Excerpts from a dataset:

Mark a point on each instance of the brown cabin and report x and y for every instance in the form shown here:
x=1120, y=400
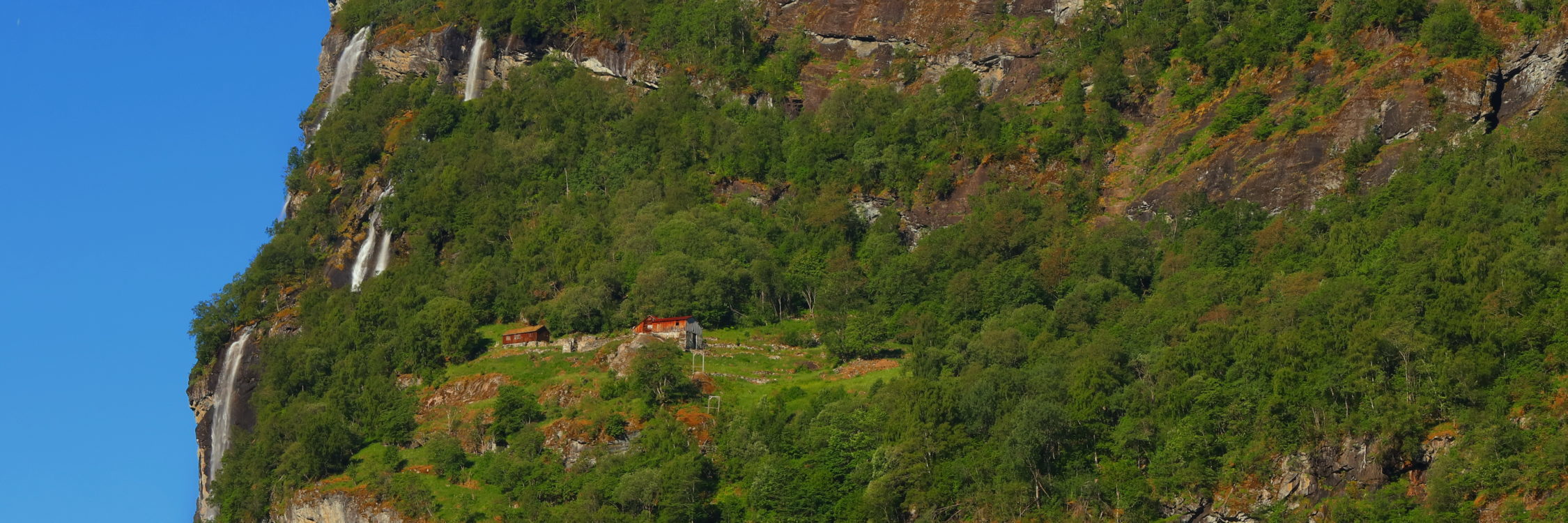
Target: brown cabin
x=682, y=328
x=525, y=335
x=654, y=324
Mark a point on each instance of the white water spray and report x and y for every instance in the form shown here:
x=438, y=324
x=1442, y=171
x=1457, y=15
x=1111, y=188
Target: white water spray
x=362, y=259
x=385, y=253
x=223, y=418
x=347, y=65
x=475, y=59
x=372, y=262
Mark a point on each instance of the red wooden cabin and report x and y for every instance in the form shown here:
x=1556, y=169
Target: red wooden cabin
x=525, y=335
x=654, y=324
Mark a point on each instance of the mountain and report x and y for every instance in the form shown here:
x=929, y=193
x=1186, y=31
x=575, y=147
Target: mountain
x=1189, y=262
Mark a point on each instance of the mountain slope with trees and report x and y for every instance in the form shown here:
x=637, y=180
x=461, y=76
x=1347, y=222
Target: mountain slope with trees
x=925, y=293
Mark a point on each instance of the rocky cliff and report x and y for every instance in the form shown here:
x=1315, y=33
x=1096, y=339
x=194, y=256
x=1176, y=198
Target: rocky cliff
x=1394, y=100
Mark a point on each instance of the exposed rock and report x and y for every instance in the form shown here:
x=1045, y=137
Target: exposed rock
x=463, y=391
x=337, y=506
x=201, y=393
x=622, y=358
x=1308, y=476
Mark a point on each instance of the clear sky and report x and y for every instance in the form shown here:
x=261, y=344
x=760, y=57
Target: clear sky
x=141, y=156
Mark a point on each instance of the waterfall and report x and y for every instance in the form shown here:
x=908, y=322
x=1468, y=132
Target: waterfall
x=475, y=57
x=385, y=253
x=369, y=257
x=347, y=65
x=367, y=250
x=223, y=416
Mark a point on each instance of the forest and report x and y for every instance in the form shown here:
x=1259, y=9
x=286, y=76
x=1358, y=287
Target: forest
x=1054, y=366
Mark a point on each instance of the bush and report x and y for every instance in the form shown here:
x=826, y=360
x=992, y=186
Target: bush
x=1239, y=110
x=1452, y=32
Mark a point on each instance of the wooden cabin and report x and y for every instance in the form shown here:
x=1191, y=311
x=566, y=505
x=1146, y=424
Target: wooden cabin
x=525, y=335
x=681, y=328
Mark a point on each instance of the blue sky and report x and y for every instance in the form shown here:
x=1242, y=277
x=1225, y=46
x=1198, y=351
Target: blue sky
x=141, y=153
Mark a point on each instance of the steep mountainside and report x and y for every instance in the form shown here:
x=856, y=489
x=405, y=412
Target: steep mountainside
x=1205, y=262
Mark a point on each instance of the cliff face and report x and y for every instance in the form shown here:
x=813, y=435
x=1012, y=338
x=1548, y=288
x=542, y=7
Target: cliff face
x=1391, y=100
x=337, y=506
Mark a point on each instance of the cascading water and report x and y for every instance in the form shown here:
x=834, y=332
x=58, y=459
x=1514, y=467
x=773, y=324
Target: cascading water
x=475, y=60
x=371, y=259
x=223, y=416
x=367, y=252
x=385, y=253
x=347, y=65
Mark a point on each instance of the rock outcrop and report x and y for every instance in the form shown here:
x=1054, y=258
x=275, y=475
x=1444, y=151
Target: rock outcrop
x=204, y=402
x=337, y=506
x=1302, y=478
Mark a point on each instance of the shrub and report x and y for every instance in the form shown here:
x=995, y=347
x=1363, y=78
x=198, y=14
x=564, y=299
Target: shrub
x=1452, y=32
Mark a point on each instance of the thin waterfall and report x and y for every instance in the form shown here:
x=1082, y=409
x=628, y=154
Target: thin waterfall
x=385, y=253
x=362, y=259
x=475, y=59
x=347, y=65
x=371, y=262
x=223, y=418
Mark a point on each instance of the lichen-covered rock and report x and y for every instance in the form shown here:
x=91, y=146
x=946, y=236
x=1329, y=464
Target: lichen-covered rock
x=337, y=506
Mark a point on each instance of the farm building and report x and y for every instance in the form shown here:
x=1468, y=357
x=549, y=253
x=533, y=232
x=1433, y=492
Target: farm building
x=518, y=337
x=681, y=328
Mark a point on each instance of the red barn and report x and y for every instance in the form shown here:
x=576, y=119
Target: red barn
x=525, y=335
x=682, y=328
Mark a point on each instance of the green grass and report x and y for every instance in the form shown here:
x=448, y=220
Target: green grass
x=772, y=333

**Work instruction**: Your output should be the lines from the one with "x=549, y=253" through the last line of the entries above, copied exactly and nothing more.

**Task response**:
x=549, y=253
x=533, y=232
x=1433, y=492
Target: farm building
x=518, y=337
x=681, y=328
Mark a point on each instance of the red barn and report x and y for every instance in the form shown here:
x=576, y=119
Target: red barn
x=525, y=335
x=682, y=328
Mark a point on each instance of the green grass and report x and y for every instance in the form shown here:
x=448, y=220
Target: green grass
x=772, y=333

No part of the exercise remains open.